BEGIN Information supplied
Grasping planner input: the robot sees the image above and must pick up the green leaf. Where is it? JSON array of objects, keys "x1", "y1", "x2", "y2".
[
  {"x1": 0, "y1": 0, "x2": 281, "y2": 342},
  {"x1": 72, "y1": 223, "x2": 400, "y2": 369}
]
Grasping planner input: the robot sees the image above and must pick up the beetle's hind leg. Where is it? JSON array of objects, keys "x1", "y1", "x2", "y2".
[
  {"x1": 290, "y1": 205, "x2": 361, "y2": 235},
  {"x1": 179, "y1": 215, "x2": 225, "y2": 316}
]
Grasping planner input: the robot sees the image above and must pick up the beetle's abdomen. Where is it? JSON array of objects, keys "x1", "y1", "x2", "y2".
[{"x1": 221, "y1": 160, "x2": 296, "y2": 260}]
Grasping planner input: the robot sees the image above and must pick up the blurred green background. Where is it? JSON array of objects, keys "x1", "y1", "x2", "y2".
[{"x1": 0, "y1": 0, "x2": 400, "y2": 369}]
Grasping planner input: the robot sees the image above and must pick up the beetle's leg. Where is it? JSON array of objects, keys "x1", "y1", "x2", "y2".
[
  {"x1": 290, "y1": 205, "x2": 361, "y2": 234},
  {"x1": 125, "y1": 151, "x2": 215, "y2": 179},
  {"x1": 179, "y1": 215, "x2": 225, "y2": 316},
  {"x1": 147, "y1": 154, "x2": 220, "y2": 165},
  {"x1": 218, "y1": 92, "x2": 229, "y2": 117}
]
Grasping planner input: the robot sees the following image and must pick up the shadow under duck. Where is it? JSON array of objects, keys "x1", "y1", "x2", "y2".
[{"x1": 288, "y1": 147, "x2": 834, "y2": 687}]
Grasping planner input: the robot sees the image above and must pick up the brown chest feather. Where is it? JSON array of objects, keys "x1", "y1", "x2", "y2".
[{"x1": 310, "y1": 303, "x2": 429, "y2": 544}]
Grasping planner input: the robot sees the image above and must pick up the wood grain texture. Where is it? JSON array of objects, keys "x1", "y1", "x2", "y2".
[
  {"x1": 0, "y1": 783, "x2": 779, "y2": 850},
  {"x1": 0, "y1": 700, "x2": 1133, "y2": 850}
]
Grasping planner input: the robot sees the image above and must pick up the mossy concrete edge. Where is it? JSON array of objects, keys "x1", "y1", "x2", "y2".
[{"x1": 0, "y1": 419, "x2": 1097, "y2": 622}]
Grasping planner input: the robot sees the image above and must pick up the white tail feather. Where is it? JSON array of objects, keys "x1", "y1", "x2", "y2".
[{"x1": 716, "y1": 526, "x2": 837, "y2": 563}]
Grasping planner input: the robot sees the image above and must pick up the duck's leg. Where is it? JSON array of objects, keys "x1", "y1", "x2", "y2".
END Information supplied
**Work to complete:** Rewrite as a numbered list the lines from the one containing "up the mossy" through the end of the entries, leaving out any blank lines.

**Final result:**
1. Grasping planner input: the robot sees the image above and must pick up the mossy concrete edge. Where is it? JSON array of objects, keys "x1", "y1", "x2", "y2".
2. [{"x1": 0, "y1": 419, "x2": 1097, "y2": 622}]
3. Grasping planner input: the robot sees the image above and must pick up the white tail feather. Where is it? JSON array of objects, keys "x1", "y1", "x2", "y2".
4. [{"x1": 716, "y1": 526, "x2": 837, "y2": 563}]
5. Grasping planner input: the robot sees the image above and must pick up the duck's leg. Where is it? JSON array of objects, keys "x1", "y1", "x2", "y2".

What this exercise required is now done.